Dataset records about object locations:
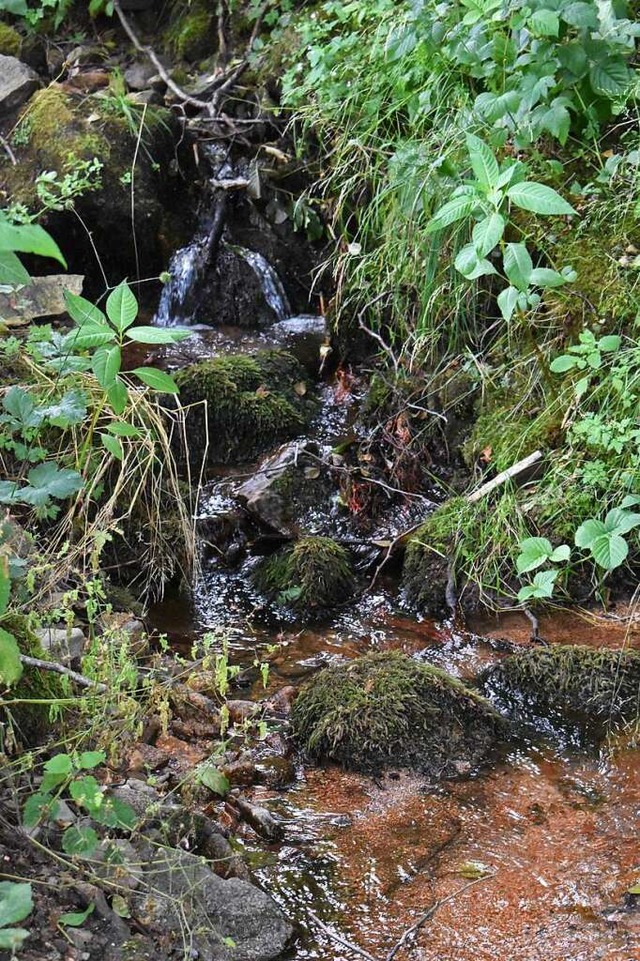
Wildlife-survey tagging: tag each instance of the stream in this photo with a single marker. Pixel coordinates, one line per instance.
(530, 859)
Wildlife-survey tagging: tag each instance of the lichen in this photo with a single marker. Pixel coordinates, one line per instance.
(389, 710)
(315, 573)
(569, 682)
(251, 404)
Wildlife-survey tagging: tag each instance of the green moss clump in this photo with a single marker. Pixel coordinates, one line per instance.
(389, 710)
(10, 41)
(29, 721)
(251, 404)
(313, 573)
(569, 682)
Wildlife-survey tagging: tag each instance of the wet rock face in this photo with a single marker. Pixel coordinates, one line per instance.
(386, 710)
(568, 683)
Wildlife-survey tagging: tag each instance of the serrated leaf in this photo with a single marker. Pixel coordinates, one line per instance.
(518, 265)
(484, 164)
(10, 663)
(122, 307)
(488, 233)
(74, 919)
(156, 379)
(159, 335)
(538, 198)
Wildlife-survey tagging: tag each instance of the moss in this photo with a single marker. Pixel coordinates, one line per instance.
(10, 41)
(251, 404)
(192, 33)
(568, 682)
(313, 573)
(29, 721)
(389, 710)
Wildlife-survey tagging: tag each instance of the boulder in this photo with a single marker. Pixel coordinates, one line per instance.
(17, 83)
(221, 920)
(385, 710)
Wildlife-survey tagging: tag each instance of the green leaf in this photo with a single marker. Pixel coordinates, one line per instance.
(83, 311)
(518, 265)
(609, 551)
(588, 532)
(122, 307)
(214, 779)
(16, 902)
(118, 396)
(538, 198)
(113, 445)
(74, 919)
(457, 209)
(488, 233)
(156, 379)
(484, 164)
(29, 239)
(106, 365)
(82, 842)
(507, 302)
(610, 77)
(11, 270)
(543, 277)
(159, 335)
(10, 663)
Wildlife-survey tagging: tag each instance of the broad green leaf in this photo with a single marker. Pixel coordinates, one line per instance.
(518, 265)
(83, 311)
(588, 532)
(544, 277)
(507, 302)
(538, 198)
(609, 551)
(454, 210)
(10, 663)
(11, 270)
(610, 77)
(106, 365)
(29, 239)
(159, 335)
(488, 233)
(484, 164)
(122, 307)
(16, 902)
(113, 445)
(82, 842)
(74, 919)
(156, 379)
(619, 521)
(563, 363)
(118, 396)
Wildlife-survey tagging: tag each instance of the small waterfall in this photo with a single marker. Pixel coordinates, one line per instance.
(272, 288)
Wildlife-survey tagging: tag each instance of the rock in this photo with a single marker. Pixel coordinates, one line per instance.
(226, 920)
(589, 686)
(388, 710)
(285, 487)
(62, 644)
(312, 575)
(17, 83)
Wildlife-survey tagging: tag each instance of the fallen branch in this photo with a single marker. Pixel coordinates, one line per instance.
(510, 474)
(55, 668)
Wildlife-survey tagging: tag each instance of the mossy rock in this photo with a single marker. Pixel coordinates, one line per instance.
(315, 573)
(388, 710)
(29, 721)
(568, 683)
(429, 555)
(252, 404)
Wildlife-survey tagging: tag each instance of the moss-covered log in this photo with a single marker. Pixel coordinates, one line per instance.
(387, 709)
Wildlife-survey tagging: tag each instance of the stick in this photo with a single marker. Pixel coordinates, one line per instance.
(514, 471)
(55, 668)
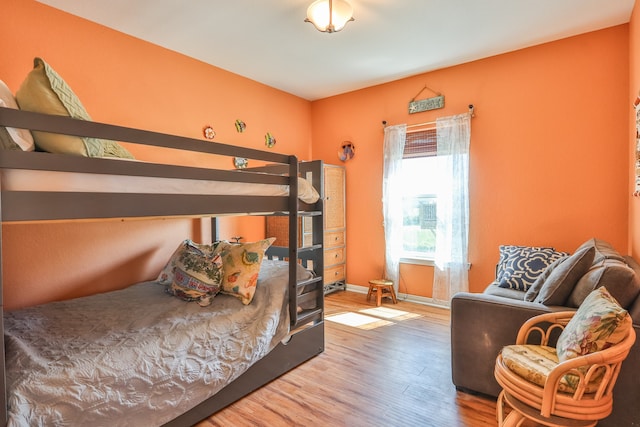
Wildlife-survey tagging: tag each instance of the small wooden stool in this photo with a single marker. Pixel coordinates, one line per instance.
(382, 288)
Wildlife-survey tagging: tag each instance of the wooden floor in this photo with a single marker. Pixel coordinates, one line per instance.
(393, 372)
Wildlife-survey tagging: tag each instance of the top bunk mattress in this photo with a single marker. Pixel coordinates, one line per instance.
(60, 181)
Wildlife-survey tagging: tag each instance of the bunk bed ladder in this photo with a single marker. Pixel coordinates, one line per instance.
(3, 375)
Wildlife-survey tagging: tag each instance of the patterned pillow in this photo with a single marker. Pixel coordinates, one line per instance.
(166, 275)
(563, 278)
(598, 324)
(241, 263)
(519, 266)
(197, 275)
(44, 91)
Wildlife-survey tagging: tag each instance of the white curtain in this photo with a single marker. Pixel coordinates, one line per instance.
(394, 138)
(452, 229)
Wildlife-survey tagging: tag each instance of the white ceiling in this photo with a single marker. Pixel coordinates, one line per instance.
(268, 41)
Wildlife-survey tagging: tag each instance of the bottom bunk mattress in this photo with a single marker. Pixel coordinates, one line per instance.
(138, 356)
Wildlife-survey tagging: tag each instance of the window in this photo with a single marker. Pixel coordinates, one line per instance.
(419, 177)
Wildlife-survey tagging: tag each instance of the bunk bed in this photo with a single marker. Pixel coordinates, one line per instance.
(302, 310)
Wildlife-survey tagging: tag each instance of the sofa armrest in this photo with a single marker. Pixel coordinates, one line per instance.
(481, 325)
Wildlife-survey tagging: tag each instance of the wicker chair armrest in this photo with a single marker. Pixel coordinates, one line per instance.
(544, 324)
(610, 359)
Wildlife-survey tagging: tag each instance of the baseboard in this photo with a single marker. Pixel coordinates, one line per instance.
(401, 296)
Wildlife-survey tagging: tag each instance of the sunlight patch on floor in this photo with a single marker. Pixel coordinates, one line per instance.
(371, 318)
(357, 320)
(389, 313)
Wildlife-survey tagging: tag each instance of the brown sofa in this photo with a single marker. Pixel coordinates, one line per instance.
(481, 324)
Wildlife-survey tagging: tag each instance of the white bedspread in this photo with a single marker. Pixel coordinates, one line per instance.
(136, 357)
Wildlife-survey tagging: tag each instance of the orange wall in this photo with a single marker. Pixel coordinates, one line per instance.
(634, 90)
(548, 151)
(126, 81)
(549, 138)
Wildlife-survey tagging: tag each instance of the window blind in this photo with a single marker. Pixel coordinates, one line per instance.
(421, 143)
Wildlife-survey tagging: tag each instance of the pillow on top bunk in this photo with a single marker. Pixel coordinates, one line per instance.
(241, 265)
(197, 275)
(44, 91)
(13, 138)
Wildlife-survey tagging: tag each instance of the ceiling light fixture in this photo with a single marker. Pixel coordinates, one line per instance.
(329, 16)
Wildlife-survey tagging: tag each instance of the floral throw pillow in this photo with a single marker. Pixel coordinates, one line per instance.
(241, 263)
(598, 324)
(167, 273)
(197, 275)
(520, 266)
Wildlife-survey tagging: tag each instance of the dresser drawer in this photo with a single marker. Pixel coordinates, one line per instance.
(334, 274)
(333, 239)
(334, 256)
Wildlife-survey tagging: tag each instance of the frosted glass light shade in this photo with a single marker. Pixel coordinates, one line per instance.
(329, 15)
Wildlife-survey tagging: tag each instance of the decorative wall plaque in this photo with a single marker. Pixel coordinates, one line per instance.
(426, 104)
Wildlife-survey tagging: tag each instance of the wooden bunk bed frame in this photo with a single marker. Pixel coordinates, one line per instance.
(307, 337)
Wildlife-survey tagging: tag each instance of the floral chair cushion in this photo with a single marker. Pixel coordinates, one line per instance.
(598, 324)
(535, 362)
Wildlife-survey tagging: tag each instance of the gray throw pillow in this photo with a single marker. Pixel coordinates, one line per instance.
(558, 286)
(534, 289)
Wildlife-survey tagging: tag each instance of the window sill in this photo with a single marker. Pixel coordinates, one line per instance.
(417, 261)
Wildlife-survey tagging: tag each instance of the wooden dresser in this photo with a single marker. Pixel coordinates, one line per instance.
(335, 222)
(335, 249)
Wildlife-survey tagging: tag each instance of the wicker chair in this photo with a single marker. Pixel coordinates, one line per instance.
(592, 398)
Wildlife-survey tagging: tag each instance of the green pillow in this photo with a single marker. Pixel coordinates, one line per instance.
(44, 91)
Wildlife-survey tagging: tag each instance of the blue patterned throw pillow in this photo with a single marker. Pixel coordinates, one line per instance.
(520, 266)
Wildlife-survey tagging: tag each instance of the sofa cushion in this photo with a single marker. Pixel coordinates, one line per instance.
(495, 290)
(558, 286)
(619, 279)
(534, 289)
(604, 250)
(519, 266)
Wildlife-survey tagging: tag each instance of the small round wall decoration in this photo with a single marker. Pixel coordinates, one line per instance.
(269, 140)
(240, 126)
(347, 151)
(240, 162)
(208, 132)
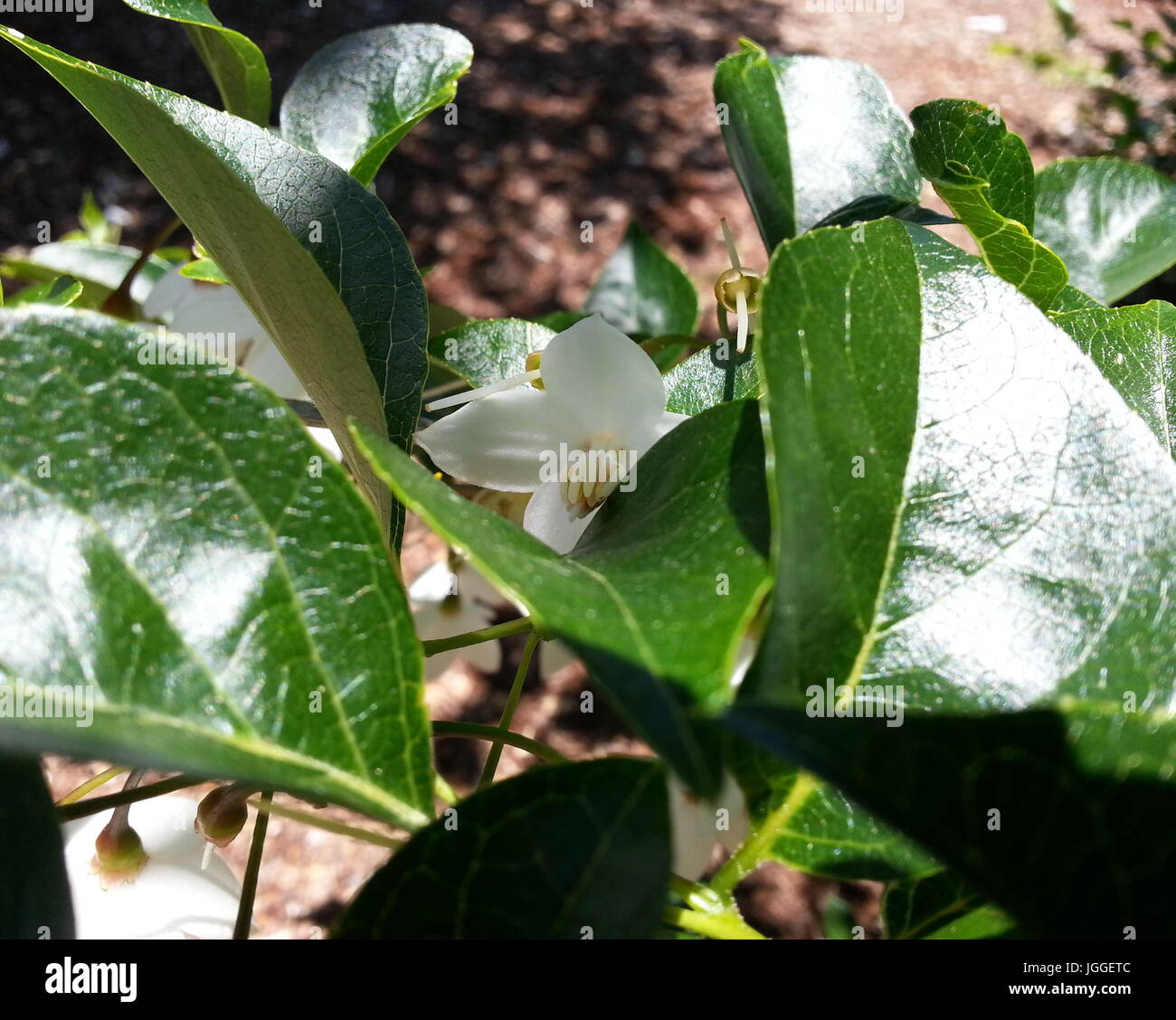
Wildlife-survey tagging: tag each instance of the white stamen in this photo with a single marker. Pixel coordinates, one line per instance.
(482, 392)
(744, 321)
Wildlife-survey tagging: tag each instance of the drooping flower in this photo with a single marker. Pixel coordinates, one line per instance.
(572, 443)
(173, 897)
(448, 599)
(194, 308)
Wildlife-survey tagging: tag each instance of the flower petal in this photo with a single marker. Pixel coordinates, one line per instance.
(498, 442)
(549, 520)
(596, 367)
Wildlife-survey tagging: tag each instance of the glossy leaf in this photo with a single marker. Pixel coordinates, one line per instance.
(489, 350)
(322, 266)
(642, 291)
(707, 379)
(807, 136)
(561, 852)
(940, 906)
(34, 892)
(697, 514)
(235, 63)
(1113, 222)
(62, 291)
(814, 827)
(983, 173)
(971, 133)
(99, 267)
(356, 98)
(1000, 570)
(175, 542)
(1135, 348)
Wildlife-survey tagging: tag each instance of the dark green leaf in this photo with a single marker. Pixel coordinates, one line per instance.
(563, 852)
(322, 266)
(235, 63)
(940, 906)
(1114, 222)
(808, 136)
(62, 291)
(1000, 571)
(697, 514)
(983, 173)
(489, 350)
(875, 207)
(1135, 348)
(356, 99)
(642, 291)
(100, 268)
(34, 892)
(172, 541)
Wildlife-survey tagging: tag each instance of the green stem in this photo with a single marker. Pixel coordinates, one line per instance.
(69, 812)
(90, 785)
(500, 736)
(757, 846)
(474, 638)
(727, 925)
(326, 824)
(251, 869)
(492, 760)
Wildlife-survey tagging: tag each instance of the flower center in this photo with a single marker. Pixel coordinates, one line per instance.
(593, 473)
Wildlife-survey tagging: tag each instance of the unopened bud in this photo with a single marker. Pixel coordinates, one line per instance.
(119, 854)
(532, 364)
(733, 281)
(222, 815)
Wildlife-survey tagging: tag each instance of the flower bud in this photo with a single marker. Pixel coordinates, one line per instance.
(532, 364)
(119, 854)
(222, 815)
(733, 281)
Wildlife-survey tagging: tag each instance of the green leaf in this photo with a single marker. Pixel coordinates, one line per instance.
(1114, 222)
(1001, 571)
(1135, 348)
(203, 570)
(808, 136)
(971, 133)
(62, 291)
(34, 891)
(982, 171)
(322, 266)
(204, 269)
(697, 514)
(940, 906)
(642, 291)
(356, 99)
(561, 852)
(236, 66)
(811, 825)
(100, 268)
(489, 350)
(707, 379)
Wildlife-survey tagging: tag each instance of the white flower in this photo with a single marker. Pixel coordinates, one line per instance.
(697, 825)
(172, 898)
(191, 307)
(602, 396)
(448, 602)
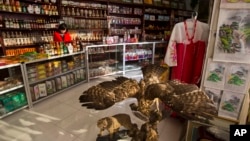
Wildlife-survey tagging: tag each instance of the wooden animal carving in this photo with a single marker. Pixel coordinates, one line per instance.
(112, 124)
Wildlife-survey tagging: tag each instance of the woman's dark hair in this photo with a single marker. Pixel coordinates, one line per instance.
(62, 26)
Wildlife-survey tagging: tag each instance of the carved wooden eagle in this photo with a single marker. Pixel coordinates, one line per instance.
(185, 99)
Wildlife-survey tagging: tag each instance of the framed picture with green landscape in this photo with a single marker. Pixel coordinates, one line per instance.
(237, 77)
(215, 74)
(233, 36)
(230, 105)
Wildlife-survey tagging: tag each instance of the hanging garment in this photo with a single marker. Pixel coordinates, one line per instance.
(62, 38)
(185, 53)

Exercise details: The line that contains "Wildlife-survey tagging: tag each instance of the white flower" opens the part to copy, and the last line of the records closes it; set down those lines exactly, pictures excluded.

Output:
Wildlife-survey tagging: tag each instance of the white flower in this photo with a single marker. Pixel coordinates, one line per instance.
(697, 825)
(172, 898)
(191, 307)
(602, 396)
(448, 602)
Wildlife-survey tagging: tag each instance of the wooden animal carving in this photo with a single marker. Pixel coordinates, one line per instance.
(112, 124)
Wildlife-survey tagging: tag each instance of the woman's dark hair in this photo with a single marker. Pixel coordinates, one line per instance.
(62, 26)
Wildlife-survey tagging: tag each instance of the carved wooden eagle in this photo with a single marker. Pixel coordinates, one line per instance.
(185, 99)
Wildlife-survey tagging: tag each instance of the framed picture with green landscape in this photo with a single marker. Pixel coordinates, one line per instance.
(237, 77)
(215, 74)
(233, 36)
(230, 105)
Wildlife-survey tagging: tag each instance of the hanging garment in this photo with a single marker. Pixel coordinates, one line per instance.
(62, 38)
(185, 53)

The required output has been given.